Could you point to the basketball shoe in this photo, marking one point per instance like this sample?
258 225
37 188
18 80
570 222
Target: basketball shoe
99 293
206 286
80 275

- [The problem]: Your task is to reproduce all the records above exactly as they appear.

- [Result for this task]:
Could you point to the basketball shoe in this photo, marking one point per instance like this sample?
258 225
37 188
18 80
570 222
Target: basketball shoe
99 293
206 286
80 275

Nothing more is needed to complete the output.